• _Exercise details_:
Could you reproduce, word for word, everything in the text on mobility and COVID-19 cases from "From a practical" down to "of COVID-19 cases."?

--- Text under study ---

From a practical standpoint, model one does a poor job of explaining cases as a function of mobility. While we believe there is a relationship between mobility and COVID-19 cases, this is not captured in this model due to the conflicting nature of the mobilities measured in the dataset. As is seen in figure 2.10, some types of mobility show a positive correlation with the number of COVID-19 cases, whereas others have a negative correlation. Averaging these together creates an incoherent variable that is not well correlated with COVID-19 cases. While this means that the model is not equipped to describe the relationship between COVID-19 and mobility, it is an important finding that not all types of mobility should be treated as the same with respect to their impact on the number of COVID-19 cases.
The second model’s balance in context and specific types of relevant mobility, as well as its strong significance without overfitting, led us to believe that this is our best model. Due to the limited number of data points to work with, we were required to only use a few different variables within the model in an effort to not overfit the data, and also felt it important to include the context in which mobility occurred, which led us to include state density and face mask policy. These turned out to be two strong indicators related to COVID-19 cases, as both are statistically significant. However, the positive coefficient tied to face masks is interesting, as there has been plenty of information that details the importance of face masks in stopping the transmission of COVID-19. Furthermore, figure 2.11 showing the direct relationship of face masks and COVID-19 transmission also finds this relationship to be positive. One possible explanation for this is that conservative states, who more often have opposed the use of face masks during the pandemic, also have less populated states. As shown in model two, there is a sizable coefficient with state population density and also a strong correlation, as is shown in figure 2.11 of COVID-19 cases and state population density. This does not suggest that face masks do not help stop the spread of COVID-19, and instead explains that there is a complex picture at play with all of the factors that explain the number of COVID-19 cases per capita.

--- Data listing ---

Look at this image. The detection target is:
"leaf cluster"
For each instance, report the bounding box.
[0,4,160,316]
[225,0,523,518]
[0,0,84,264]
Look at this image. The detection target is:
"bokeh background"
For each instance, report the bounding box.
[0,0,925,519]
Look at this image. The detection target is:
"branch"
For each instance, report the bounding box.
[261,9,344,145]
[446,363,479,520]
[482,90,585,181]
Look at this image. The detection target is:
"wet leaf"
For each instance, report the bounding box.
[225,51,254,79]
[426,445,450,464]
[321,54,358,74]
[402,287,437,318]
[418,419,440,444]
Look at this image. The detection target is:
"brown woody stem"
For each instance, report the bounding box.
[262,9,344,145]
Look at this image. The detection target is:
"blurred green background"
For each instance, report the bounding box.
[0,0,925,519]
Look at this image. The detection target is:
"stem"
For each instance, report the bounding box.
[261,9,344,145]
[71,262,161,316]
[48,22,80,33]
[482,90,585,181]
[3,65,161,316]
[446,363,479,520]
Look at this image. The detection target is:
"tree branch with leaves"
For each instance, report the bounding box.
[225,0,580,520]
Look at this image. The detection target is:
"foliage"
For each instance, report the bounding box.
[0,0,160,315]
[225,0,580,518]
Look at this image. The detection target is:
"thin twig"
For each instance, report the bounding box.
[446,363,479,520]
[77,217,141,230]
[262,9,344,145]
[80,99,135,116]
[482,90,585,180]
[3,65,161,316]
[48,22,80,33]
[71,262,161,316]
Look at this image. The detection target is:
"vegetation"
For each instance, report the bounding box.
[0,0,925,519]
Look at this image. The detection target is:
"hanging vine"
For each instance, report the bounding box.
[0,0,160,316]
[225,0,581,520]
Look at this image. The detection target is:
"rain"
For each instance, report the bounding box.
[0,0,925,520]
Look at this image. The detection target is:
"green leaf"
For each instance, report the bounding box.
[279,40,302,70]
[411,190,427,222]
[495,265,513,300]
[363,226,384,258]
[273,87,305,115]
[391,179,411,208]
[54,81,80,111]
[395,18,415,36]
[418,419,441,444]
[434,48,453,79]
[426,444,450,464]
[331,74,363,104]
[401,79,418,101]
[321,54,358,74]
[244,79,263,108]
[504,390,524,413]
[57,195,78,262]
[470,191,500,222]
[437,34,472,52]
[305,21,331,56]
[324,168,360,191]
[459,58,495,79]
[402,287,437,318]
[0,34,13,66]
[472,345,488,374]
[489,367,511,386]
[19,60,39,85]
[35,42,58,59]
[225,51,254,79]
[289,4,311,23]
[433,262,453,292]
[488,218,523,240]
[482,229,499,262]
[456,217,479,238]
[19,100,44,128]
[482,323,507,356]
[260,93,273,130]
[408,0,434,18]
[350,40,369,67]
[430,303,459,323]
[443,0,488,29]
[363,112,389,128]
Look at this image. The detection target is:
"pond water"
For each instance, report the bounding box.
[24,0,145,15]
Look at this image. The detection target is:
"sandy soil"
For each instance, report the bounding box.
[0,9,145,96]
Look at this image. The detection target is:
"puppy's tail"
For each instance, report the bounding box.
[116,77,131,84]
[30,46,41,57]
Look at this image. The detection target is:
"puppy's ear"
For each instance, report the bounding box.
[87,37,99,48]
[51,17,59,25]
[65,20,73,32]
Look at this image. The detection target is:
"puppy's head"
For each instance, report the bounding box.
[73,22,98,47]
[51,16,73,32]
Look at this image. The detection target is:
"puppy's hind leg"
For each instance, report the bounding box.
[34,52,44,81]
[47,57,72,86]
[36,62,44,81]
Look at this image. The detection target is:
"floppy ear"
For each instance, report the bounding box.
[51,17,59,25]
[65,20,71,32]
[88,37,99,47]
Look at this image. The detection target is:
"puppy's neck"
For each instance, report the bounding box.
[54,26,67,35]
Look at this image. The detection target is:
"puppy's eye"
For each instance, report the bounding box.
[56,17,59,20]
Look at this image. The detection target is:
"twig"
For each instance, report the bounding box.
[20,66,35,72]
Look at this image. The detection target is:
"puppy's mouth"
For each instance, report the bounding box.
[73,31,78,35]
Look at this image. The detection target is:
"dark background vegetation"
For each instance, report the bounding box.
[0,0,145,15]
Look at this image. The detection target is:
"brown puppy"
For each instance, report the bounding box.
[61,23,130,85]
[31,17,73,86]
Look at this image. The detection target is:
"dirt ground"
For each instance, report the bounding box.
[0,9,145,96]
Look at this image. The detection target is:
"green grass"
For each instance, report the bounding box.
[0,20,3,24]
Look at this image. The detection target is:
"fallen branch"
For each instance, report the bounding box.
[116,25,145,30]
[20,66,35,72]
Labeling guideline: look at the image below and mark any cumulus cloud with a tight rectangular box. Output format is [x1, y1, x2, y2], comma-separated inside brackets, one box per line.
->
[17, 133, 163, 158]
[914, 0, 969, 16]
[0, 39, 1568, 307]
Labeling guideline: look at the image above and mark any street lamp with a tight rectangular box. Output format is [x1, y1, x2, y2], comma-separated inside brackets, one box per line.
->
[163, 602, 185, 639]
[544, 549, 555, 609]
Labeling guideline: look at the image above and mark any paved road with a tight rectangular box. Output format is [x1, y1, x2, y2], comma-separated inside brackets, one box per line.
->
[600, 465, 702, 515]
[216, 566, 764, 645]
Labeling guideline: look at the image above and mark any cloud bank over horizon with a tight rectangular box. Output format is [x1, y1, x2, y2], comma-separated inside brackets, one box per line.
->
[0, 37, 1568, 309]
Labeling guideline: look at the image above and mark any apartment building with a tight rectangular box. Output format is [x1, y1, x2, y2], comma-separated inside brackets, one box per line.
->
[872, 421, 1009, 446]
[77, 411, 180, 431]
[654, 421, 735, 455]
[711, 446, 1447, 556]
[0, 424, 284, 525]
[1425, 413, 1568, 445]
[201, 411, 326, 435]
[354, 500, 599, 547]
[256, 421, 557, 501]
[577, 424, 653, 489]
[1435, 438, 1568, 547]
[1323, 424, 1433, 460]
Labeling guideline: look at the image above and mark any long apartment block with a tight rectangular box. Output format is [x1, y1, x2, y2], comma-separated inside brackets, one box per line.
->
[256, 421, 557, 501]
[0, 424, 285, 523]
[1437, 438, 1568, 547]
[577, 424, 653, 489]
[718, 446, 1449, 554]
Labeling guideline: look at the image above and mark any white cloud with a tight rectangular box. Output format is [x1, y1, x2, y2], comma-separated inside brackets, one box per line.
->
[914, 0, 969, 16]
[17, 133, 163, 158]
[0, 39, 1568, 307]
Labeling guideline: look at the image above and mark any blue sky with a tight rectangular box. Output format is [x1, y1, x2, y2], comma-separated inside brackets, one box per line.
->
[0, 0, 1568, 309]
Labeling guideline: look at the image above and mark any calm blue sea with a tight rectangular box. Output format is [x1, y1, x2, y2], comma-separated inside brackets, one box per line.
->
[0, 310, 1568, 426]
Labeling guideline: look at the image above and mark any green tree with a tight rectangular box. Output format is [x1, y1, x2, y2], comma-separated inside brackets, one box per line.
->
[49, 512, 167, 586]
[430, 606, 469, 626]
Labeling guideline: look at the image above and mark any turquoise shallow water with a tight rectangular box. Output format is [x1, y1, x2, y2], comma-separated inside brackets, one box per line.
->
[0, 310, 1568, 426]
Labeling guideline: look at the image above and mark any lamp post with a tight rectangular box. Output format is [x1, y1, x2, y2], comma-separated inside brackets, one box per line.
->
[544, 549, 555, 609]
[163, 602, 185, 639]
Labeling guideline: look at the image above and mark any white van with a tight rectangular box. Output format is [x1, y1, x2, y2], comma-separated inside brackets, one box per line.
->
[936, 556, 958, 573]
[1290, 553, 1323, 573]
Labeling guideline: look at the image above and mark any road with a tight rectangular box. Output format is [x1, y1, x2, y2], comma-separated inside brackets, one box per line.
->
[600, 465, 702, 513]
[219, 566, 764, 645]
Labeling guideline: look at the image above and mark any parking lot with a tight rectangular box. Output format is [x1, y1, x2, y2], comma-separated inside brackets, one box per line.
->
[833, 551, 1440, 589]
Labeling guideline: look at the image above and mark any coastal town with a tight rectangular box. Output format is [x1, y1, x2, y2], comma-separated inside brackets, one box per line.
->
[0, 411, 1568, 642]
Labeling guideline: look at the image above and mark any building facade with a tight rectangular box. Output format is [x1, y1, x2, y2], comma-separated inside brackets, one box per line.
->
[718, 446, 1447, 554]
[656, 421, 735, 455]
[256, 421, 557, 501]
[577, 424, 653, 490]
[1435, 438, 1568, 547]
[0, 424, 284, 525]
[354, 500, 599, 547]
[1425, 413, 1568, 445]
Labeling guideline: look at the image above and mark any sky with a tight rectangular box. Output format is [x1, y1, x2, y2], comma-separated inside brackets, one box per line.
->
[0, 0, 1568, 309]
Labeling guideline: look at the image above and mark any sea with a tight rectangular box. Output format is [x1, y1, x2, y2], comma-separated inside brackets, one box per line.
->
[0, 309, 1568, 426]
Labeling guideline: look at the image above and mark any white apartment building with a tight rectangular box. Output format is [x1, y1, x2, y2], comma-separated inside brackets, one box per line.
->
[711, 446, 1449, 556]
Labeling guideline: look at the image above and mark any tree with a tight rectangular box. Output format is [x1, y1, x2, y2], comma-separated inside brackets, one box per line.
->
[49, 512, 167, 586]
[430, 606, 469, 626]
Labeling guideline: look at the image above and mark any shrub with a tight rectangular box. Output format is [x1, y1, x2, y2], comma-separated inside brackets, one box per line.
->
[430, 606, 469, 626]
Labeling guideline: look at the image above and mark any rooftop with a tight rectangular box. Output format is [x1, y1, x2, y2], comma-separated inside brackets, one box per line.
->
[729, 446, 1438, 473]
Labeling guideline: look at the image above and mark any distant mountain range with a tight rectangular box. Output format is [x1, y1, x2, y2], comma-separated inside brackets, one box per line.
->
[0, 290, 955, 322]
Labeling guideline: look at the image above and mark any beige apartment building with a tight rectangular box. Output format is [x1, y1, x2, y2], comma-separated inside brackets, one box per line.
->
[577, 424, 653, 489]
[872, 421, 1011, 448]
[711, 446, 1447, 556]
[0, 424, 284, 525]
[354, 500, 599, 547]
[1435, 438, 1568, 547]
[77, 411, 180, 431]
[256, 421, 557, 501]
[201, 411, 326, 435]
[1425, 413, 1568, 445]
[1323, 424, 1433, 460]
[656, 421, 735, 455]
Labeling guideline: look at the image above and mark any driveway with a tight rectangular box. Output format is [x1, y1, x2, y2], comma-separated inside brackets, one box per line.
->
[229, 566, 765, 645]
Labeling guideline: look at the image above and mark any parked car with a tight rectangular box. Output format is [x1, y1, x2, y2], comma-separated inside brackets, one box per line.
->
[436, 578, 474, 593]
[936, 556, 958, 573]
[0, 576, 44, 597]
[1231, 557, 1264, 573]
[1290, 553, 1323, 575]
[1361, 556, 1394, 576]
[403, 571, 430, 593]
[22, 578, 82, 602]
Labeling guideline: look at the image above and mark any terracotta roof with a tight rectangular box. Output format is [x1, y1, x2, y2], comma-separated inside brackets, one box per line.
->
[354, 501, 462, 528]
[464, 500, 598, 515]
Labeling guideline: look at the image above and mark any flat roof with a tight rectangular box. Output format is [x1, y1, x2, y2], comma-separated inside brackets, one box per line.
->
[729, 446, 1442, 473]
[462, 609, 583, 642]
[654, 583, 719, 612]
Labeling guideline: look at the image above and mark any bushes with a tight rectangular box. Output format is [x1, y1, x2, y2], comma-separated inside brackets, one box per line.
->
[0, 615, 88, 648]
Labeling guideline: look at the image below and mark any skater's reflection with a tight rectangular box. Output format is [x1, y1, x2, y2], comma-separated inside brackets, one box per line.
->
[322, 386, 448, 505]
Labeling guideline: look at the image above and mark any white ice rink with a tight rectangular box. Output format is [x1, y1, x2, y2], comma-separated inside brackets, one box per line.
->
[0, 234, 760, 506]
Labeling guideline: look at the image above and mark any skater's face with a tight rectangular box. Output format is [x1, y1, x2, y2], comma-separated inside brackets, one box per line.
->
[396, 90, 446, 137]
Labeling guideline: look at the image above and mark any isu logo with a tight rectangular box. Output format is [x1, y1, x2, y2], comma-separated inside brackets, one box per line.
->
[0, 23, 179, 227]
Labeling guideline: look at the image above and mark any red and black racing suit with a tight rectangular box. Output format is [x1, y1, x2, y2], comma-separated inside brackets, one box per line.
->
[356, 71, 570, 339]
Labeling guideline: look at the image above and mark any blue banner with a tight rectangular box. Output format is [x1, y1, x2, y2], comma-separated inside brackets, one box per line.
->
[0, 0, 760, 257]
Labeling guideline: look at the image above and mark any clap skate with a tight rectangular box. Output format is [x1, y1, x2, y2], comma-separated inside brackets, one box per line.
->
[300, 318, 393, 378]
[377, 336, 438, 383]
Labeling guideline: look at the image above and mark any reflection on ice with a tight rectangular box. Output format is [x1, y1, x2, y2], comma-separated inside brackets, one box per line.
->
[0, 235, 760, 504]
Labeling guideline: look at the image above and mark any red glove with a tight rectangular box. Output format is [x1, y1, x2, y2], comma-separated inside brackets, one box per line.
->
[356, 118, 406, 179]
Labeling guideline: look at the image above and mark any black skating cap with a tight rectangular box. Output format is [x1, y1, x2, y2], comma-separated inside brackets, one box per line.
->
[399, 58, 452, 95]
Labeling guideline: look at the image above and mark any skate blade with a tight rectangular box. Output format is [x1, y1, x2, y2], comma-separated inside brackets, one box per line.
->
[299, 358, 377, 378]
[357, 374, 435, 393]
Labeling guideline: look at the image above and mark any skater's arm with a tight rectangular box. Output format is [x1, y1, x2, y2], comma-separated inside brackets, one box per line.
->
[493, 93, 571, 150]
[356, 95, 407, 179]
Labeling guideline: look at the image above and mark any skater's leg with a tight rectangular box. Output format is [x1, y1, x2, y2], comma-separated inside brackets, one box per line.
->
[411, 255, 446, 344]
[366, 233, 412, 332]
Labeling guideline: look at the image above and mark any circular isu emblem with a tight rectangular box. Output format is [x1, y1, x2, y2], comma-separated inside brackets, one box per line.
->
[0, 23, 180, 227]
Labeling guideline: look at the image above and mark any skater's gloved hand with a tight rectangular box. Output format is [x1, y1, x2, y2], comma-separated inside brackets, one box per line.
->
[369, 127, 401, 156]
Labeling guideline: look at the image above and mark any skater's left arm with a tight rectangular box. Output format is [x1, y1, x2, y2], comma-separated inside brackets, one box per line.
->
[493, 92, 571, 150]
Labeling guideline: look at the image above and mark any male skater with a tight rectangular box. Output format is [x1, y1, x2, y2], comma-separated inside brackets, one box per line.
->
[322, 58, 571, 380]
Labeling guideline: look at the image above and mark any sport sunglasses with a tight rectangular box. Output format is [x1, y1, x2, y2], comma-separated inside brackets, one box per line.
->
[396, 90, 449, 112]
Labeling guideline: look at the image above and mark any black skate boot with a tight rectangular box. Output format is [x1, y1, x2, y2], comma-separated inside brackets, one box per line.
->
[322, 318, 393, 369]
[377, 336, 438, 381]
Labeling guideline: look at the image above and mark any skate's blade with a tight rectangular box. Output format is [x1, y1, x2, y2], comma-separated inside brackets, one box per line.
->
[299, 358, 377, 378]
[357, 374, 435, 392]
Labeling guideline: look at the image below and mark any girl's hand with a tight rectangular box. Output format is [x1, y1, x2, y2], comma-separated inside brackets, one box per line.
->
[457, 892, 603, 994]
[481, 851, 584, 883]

---

• _The answer_:
From a practical standpoint, model one does a poor job of explaining cases as a function of mobility. While we believe there is a relationship between mobility and COVID-19 cases, this is not captured in this model due to the conflicting nature of the mobilities measured in the dataset. As is seen in figure 2.10, some types of mobility show a positive correlation with the number of COVID-19 cases, whereas others have a negative correlation. Averaging these together creates an incoherent variable that is not well correlated with COVID-19 cases. While this means that the model is not equipped to describe the relationship between COVID-19 and mobility, it is an important finding that not all types of mobility should be treated as the same with respect to their impact on the number of COVID-19 cases.